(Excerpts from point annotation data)
========================================================================
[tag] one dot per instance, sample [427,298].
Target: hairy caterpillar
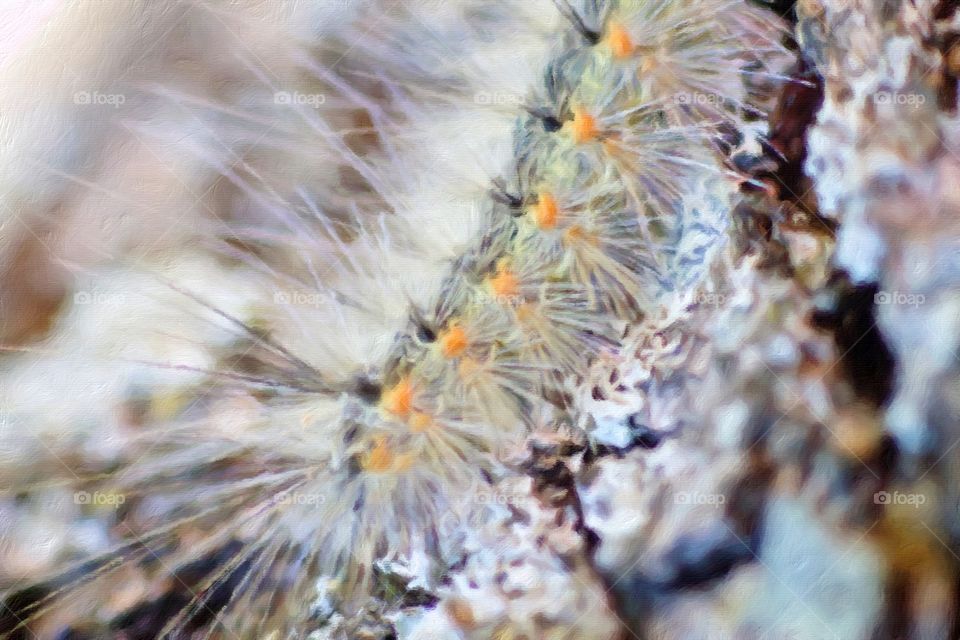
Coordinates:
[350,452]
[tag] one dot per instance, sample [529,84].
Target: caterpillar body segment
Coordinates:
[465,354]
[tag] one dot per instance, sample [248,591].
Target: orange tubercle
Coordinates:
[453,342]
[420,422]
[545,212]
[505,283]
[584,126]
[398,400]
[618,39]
========================================================================
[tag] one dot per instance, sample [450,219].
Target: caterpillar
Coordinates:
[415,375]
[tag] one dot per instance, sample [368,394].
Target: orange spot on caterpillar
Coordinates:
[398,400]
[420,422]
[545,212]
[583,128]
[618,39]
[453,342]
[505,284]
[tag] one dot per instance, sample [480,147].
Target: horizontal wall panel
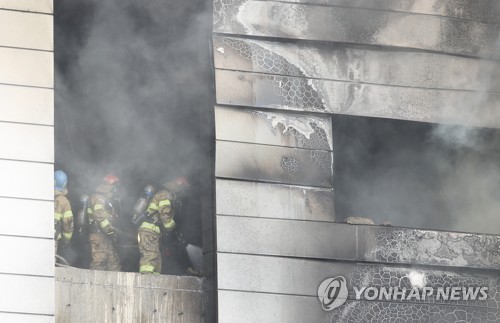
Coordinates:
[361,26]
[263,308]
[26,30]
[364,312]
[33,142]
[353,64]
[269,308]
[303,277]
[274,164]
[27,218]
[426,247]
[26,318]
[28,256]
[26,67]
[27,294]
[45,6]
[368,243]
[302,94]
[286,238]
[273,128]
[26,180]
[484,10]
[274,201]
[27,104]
========================================================================
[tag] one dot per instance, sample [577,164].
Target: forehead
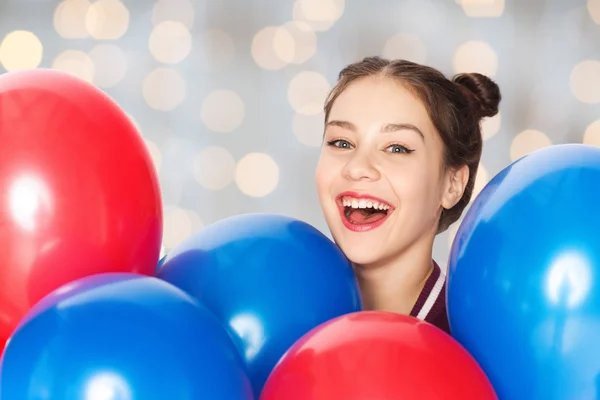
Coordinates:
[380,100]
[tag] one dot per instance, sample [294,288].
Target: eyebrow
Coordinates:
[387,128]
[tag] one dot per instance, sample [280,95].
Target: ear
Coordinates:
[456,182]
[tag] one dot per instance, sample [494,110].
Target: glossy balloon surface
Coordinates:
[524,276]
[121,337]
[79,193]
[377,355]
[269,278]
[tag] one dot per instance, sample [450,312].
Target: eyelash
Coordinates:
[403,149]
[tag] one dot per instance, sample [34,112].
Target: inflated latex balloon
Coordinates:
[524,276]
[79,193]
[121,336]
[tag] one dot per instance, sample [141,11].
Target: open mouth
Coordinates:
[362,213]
========================================================================
Locate every line in the listing that contains the word "orange", matching case exactly, and copy each of those lines.

Target: orange tubercle
Target: orange spot on caterpillar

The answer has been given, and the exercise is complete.